▶ **EXERCISE DESCRIPTION**
Reproduce the material below line for line, without changing any character.

▶ **PROVIDED DATA**
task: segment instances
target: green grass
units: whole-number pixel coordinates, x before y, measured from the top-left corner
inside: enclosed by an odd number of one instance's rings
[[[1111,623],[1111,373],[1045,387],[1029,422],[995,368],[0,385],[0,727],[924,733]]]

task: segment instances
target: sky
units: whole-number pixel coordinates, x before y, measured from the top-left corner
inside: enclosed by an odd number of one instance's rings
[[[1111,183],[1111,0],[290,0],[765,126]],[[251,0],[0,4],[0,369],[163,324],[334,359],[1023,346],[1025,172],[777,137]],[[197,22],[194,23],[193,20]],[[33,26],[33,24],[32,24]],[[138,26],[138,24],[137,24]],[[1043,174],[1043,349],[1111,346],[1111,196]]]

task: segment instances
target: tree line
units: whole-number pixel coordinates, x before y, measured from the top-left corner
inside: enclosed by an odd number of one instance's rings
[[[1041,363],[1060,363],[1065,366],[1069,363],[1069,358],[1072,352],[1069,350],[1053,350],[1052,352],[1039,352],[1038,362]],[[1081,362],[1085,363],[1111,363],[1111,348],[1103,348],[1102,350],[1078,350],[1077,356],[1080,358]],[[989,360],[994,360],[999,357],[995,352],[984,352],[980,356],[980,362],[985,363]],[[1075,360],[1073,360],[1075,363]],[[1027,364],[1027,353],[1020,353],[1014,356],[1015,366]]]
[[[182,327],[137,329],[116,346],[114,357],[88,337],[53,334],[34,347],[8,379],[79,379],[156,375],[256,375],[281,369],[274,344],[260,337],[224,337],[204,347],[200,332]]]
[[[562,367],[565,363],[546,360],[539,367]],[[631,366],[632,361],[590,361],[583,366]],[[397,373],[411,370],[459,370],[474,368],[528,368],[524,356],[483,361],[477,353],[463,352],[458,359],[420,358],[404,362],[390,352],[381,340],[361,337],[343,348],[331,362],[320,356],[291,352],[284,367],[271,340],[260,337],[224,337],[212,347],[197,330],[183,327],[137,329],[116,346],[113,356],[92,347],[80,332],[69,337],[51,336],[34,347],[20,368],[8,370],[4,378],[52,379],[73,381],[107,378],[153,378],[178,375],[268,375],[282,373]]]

▶ **ANSWER**
task: segment instances
target: green grass
units: whole-number pixel coordinates, x before y, measured from the top-left corner
inside: enclosed by an odd number of one instance's rings
[[[1111,623],[1111,373],[1045,387],[1029,422],[995,368],[0,385],[0,727],[924,733]]]

task: segment instances
target: sky
units: whole-number pixel coordinates, x before y, measured from the top-left corner
inside: enclosed by an odd number of one instance's rings
[[[1111,183],[1111,0],[290,0],[765,126]],[[251,0],[0,4],[0,369],[163,324],[334,359],[1023,346],[1025,172],[777,137]],[[197,22],[194,23],[193,20]],[[33,26],[33,24],[32,24]],[[138,26],[138,24],[137,24]],[[1043,174],[1043,349],[1111,346],[1111,196]]]

task: segment instances
target: tree line
units: whole-number pixel coordinates, x before y, measured from the top-left corner
inside: enclosed by an odd number of one instance's rings
[[[1041,363],[1060,363],[1065,366],[1069,363],[1069,358],[1072,352],[1069,350],[1053,350],[1052,352],[1039,352],[1038,362]],[[1081,362],[1085,363],[1111,363],[1111,348],[1103,348],[1102,350],[1078,350],[1077,356],[1080,358]],[[989,360],[994,360],[999,357],[995,352],[984,352],[980,356],[980,362],[985,363]],[[1075,360],[1073,360],[1075,363]],[[1027,364],[1027,353],[1020,353],[1014,356],[1015,366]]]
[[[182,327],[137,329],[116,346],[114,357],[88,337],[53,334],[34,347],[8,379],[79,379],[156,375],[256,375],[281,369],[274,344],[260,337],[224,337],[204,347],[200,332]]]
[[[562,367],[565,363],[546,360],[539,367]],[[631,366],[632,361],[590,361],[583,366]],[[397,373],[411,370],[459,370],[474,368],[528,368],[524,356],[483,361],[477,353],[463,352],[458,359],[420,358],[404,362],[390,352],[381,340],[361,337],[343,348],[331,362],[320,356],[291,352],[284,367],[271,340],[260,337],[224,337],[212,347],[197,330],[183,327],[137,329],[116,346],[113,356],[92,347],[80,332],[69,337],[51,336],[34,347],[20,368],[8,370],[4,378],[52,379],[73,381],[107,378],[153,378],[178,375],[268,375],[282,373]]]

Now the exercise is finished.